TASK REQUIREMENTS => Quote the whole listing verbatim.

TASK MATERIAL =>

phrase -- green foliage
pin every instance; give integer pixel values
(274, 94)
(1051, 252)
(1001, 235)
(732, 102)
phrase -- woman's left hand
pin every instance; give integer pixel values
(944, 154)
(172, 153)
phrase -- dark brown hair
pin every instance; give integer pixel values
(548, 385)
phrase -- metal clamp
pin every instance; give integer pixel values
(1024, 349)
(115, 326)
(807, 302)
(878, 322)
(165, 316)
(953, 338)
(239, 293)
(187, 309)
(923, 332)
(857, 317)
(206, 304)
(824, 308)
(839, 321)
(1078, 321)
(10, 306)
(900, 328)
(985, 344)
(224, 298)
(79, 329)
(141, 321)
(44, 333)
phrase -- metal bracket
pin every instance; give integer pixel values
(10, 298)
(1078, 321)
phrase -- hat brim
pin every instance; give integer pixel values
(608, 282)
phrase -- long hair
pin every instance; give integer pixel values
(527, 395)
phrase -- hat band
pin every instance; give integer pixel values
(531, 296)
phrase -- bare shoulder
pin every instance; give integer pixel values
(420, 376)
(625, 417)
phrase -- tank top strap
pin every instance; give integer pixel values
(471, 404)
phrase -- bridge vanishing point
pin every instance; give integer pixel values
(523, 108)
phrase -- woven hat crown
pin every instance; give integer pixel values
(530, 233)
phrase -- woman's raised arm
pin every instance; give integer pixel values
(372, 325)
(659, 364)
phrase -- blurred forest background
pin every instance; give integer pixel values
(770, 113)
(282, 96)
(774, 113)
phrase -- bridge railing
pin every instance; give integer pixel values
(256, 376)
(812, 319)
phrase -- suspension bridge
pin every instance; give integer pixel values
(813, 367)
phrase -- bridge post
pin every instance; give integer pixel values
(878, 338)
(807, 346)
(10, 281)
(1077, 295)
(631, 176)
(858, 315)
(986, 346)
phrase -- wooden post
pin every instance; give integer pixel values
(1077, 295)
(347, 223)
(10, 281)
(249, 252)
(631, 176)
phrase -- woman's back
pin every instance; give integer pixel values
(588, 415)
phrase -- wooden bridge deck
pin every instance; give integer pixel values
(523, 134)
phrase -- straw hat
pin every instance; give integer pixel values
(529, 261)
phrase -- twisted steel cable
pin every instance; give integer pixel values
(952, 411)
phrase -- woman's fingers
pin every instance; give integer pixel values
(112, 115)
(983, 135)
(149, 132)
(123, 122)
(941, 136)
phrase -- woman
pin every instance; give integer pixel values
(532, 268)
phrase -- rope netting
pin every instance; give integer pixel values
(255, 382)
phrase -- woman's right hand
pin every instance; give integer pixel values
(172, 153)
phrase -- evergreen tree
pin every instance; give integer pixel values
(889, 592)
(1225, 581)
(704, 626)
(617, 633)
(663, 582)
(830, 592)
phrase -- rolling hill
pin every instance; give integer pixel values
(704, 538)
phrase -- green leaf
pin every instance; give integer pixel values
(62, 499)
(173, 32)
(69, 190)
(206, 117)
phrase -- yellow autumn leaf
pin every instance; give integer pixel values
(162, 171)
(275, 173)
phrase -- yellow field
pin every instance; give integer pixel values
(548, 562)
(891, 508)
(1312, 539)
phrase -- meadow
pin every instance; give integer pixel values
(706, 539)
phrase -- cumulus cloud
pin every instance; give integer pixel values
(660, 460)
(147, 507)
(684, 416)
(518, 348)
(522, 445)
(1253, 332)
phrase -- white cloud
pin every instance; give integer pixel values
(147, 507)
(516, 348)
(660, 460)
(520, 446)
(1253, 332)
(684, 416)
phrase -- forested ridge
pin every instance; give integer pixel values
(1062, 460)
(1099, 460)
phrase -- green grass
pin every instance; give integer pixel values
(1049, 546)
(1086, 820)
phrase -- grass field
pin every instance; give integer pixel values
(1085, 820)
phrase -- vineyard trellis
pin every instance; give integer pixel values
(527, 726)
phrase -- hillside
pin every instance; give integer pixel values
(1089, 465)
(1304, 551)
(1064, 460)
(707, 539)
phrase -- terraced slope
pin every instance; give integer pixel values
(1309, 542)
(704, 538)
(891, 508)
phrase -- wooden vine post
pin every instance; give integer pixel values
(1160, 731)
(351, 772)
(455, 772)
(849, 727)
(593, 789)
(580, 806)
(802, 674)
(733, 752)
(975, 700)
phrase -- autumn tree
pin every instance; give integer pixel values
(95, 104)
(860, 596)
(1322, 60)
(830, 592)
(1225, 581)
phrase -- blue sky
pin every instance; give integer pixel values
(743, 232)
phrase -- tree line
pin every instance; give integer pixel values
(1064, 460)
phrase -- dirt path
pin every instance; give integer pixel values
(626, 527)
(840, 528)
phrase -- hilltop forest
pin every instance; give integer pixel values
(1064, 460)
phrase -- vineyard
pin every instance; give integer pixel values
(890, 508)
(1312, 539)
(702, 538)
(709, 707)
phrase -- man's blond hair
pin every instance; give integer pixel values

TASK SOLUTION =>
phrase -- green foliage
pin every instance; give integer pixel values
(274, 94)
(1051, 252)
(1001, 235)
(732, 102)
phrase -- woman's left hand
pin every instance; give integer pixel values
(944, 154)
(172, 153)
phrase -- dark brown hair
pin every instance; give integer pixel values
(548, 385)
phrase -- metal clamp
pin every instance; give integer pixel values
(1024, 349)
(115, 326)
(807, 302)
(878, 322)
(165, 316)
(953, 338)
(239, 293)
(187, 309)
(923, 332)
(857, 317)
(206, 304)
(824, 308)
(839, 321)
(1078, 321)
(10, 306)
(900, 328)
(985, 344)
(224, 298)
(79, 329)
(141, 321)
(44, 333)
phrase -- metal bracket
pin every instance; give integer pixel values
(10, 298)
(1078, 321)
phrase -- hat brim
pin every instance; give integer pixel values
(608, 282)
phrase -- long hair
pin every instance; give integer pixel values
(527, 395)
phrase -- hat band
pin every instance; give integer pixel values
(531, 296)
phrase -- bare shoulder
pin every instance; give integer pixel values
(420, 376)
(625, 417)
phrase -- tank top strap
pin every instance; give integer pixel values
(471, 404)
phrase -- bridge vanishing point
pin every instance; give integer pixel values
(523, 108)
phrase -- woven hat crown
pin every instance; give integer pixel values
(530, 233)
phrase -- woman's raised arm
pin every instance; give integer pixel values
(372, 325)
(659, 364)
phrase -- blurred forest background
pin every instance; give integer pixel values
(770, 113)
(282, 96)
(774, 113)
phrase -- bridge railing
pin every instance; give integer pixel values
(256, 376)
(812, 319)
phrase -- suspension bridge
pin every instance; give integer pixel values
(813, 367)
phrase -- bridge post
pin every instance; give integer pixel values
(878, 338)
(807, 346)
(10, 281)
(1077, 295)
(631, 176)
(858, 315)
(986, 346)
phrase -- wooden post
pin every instance; give integer pixel values
(1077, 295)
(347, 223)
(10, 281)
(249, 252)
(631, 176)
phrase -- woman's back
pin every instance; give integer pixel values
(588, 415)
phrase -- wooden bridge deck
pin every instance; give integer pixel values
(523, 134)
phrase -- straw hat
pin every instance; give integer pixel values
(529, 261)
phrase -- twisted steel cable
pin every instance; give integer pixel values
(952, 411)
phrase -- woman's fingers
pin every instance; give integer pixel values
(112, 115)
(983, 135)
(149, 132)
(123, 122)
(941, 136)
phrase -- woman
pin every instance; give integer pixel values
(532, 268)
phrase -- rope netting
pin every instance; give integer pixel values
(255, 382)
phrase -- woman's right hand
pin every instance; give integer pixel values
(172, 153)
phrase -- evergreen tree
pin every instance; give integer pixel values
(889, 592)
(1225, 581)
(704, 626)
(617, 633)
(663, 582)
(830, 592)
phrase -- rolling hill
pin every instance; give integer pixel values
(704, 538)
phrase -- green leaf
pin every instance; give integer pixel values
(62, 499)
(173, 32)
(69, 190)
(206, 117)
phrase -- yellow autumn leaf
pin every instance; give integer pixel values
(162, 171)
(275, 173)
phrase -- yellow field
pin every instance; give integer pixel values
(548, 562)
(891, 508)
(1312, 539)
phrase -- meadow
pin every instance; give integer pixel values
(706, 539)
phrase -- cumulus cloud
pin every instance; give integer pixel values
(660, 460)
(147, 507)
(684, 416)
(518, 348)
(522, 445)
(1253, 332)
phrase -- white cloud
pin every instance; give integer pixel values
(147, 507)
(516, 348)
(660, 460)
(520, 446)
(1253, 332)
(684, 416)
phrase -- forested ridge
pin every instance; give integer pixel values
(1062, 460)
(1099, 460)
phrase -- green grass
pin every instance; give integer pixel values
(1049, 546)
(1086, 820)
phrase -- grass field
pin every instance; give integer pixel values
(1085, 820)
phrase -- vineyard trellis
pin every instance; give integer pixel values
(527, 726)
phrase -- hillside
pin every instance; give integer pixel values
(1089, 465)
(1304, 551)
(1064, 460)
(707, 539)
phrase -- terraced slope
pin every instance; give integer pixel values
(1309, 542)
(704, 538)
(891, 508)
phrase -- wooden vine post
pin every instance; give integer pixel values
(1160, 731)
(351, 772)
(455, 772)
(849, 727)
(593, 789)
(580, 806)
(802, 674)
(733, 752)
(975, 700)
phrase -- autumn tree
pin every instance; give integer pixel values
(95, 104)
(860, 596)
(1322, 60)
(830, 592)
(1225, 581)
phrase -- blue sky
pin every instance; give integer pixel values
(743, 232)
phrase -- tree line
pin every instance; give integer pixel values
(1064, 460)
phrase -- dirt path
pin every instance; give integer pixel values
(626, 527)
(840, 528)
phrase -- hilltop forest
pin every instance; give integer pixel values
(1064, 460)
phrase -- vineyard
pin every instance; give integer pixel values
(890, 508)
(1312, 539)
(702, 538)
(709, 707)
phrase -- man's blond hair
pin every instance; give integer pixel values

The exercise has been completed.